------ Source data

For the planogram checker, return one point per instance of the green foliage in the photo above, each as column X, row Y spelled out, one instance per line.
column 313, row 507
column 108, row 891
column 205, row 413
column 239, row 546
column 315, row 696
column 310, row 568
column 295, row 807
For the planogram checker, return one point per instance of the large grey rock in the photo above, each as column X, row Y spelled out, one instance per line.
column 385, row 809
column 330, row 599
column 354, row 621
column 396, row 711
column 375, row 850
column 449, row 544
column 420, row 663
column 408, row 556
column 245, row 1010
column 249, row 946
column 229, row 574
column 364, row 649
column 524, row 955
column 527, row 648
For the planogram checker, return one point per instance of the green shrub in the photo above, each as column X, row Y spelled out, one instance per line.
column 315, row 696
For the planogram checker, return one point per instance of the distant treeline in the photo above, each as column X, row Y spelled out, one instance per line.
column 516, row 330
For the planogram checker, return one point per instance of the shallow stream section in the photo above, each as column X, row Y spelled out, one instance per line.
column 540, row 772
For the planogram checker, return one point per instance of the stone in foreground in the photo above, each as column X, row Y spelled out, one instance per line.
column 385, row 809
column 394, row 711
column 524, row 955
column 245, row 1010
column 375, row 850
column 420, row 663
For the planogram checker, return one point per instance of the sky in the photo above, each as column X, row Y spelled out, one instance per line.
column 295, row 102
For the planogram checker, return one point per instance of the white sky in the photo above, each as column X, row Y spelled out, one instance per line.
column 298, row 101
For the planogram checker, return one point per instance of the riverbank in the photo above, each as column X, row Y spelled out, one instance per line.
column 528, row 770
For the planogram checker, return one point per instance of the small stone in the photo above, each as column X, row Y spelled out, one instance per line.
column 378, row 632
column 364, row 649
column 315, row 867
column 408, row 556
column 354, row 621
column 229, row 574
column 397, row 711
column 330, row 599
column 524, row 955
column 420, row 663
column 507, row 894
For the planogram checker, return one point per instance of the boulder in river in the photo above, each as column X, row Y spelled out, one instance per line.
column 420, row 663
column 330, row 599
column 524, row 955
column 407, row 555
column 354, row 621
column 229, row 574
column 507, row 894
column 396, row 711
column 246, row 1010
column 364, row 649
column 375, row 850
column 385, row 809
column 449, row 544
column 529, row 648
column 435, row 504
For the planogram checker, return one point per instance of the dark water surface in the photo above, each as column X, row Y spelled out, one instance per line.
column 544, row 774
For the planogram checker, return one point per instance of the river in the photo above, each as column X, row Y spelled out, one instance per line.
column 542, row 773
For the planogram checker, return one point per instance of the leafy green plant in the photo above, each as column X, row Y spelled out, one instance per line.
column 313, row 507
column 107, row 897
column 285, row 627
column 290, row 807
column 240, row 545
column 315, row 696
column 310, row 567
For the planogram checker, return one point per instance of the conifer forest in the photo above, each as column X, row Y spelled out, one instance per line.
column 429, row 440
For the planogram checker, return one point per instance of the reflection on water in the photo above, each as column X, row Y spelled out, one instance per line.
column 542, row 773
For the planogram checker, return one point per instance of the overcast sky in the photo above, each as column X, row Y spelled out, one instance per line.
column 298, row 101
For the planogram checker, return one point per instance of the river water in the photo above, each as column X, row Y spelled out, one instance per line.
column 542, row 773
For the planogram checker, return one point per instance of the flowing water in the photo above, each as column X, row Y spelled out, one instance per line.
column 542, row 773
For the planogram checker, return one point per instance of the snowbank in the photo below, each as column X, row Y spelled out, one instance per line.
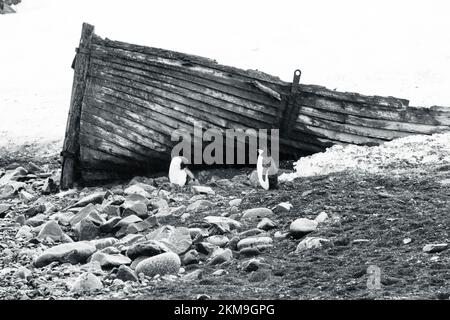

------------

The data above should be set down again exactly, with the pictures omitted.

→ Answer for the task:
For the planogram checker, return one point per instance of the green foliage in the photo above, each as column X, row Y spelled out, one instance per line.
column 313, row 507
column 108, row 891
column 205, row 413
column 239, row 546
column 315, row 696
column 310, row 568
column 295, row 807
For the planogram checker, return one point per instance of the large grey rock in the photo above, each as column X, row Y spelled out, one instance per line.
column 385, row 809
column 330, row 599
column 354, row 621
column 396, row 711
column 375, row 850
column 449, row 544
column 420, row 663
column 408, row 556
column 245, row 1010
column 249, row 946
column 229, row 574
column 364, row 649
column 524, row 955
column 527, row 648
For the planogram checker, return one point per instance of the green shrub in the photo above, each as column X, row Y spelled out, one instance per line.
column 315, row 696
For the planogram checker, return one point per instance of the distant treeline in the photo above, each as column X, row Y spelled out, one instance per line.
column 516, row 330
For the planogram checker, return one point per instance of the shallow stream section in the photo above, each as column X, row Y spelled out, one instance per line.
column 540, row 772
For the planogram checker, return one point per instance of the stone in foreground in the photo above, each as column X, row Y spelled out, one instance per line.
column 385, row 809
column 394, row 711
column 524, row 955
column 245, row 1010
column 375, row 850
column 420, row 663
For the planogram checker, return one point per instance of the sky in the photo above, each as column X, row Y spelled out, one instance per line.
column 295, row 102
For the planogram checker, return one point per instance of the white sky in the photo above, each as column X, row Y spelled out, one instance per line.
column 298, row 101
For the planogram checker, return one point per instance of the riverbank in the photo above, each as column X, row Y spelled out, one instance per line.
column 528, row 770
For the planogram checker, return one point per instance of the small stone in the photo above, each as column X, row Y spelled out, one instance per line.
column 378, row 632
column 364, row 649
column 315, row 867
column 408, row 556
column 354, row 621
column 229, row 574
column 397, row 711
column 330, row 599
column 524, row 955
column 420, row 663
column 507, row 894
For the planogram checker, return one point per instance of the boulder in river in the photo above, each as column X, row Y spelled out, one instance per line.
column 420, row 663
column 330, row 599
column 524, row 955
column 407, row 555
column 354, row 621
column 229, row 574
column 507, row 894
column 396, row 711
column 246, row 1010
column 364, row 649
column 375, row 850
column 385, row 809
column 449, row 544
column 529, row 648
column 435, row 504
For the planogram checker, return one point per instance of the dark water surface in the photo above, each as column X, row Y spelled out, one instance per line.
column 544, row 774
For the planogram checker, return one point per instance of the river in the photo above, each as column X, row Y spelled out, one instance per line.
column 542, row 773
For the planogram checker, return one point per instance of the leafy green plant in the photo above, each as column X, row Y spelled out, one instance per line.
column 313, row 507
column 107, row 897
column 285, row 627
column 290, row 807
column 240, row 545
column 315, row 696
column 310, row 567
For the planogram checker, return one point per instance of the conifer forest in the photo above, each as column X, row Y spelled out, one instance per line.
column 429, row 440
For the planogram checker, return one point per instance of the reflection on water in the photo above, each as column X, row Y spelled out, one instance per line.
column 542, row 773
For the planogram checker, return one point per instance of the overcast sky in the photo above, each as column X, row Y spelled out, one instance per line.
column 298, row 101
For the planogram checker, return one point per instance of the river water in the photo above, each as column X, row Y spelled out, one instance per line.
column 542, row 773
For the planogram checker, return one point per instance of the flowing water in the photo above, each as column X, row Y spelled out, one instance per line.
column 542, row 773
For the planogram checker, return one point per instance of the snowbank in the photo below, each as column X, row Y spelled out, one instance per line.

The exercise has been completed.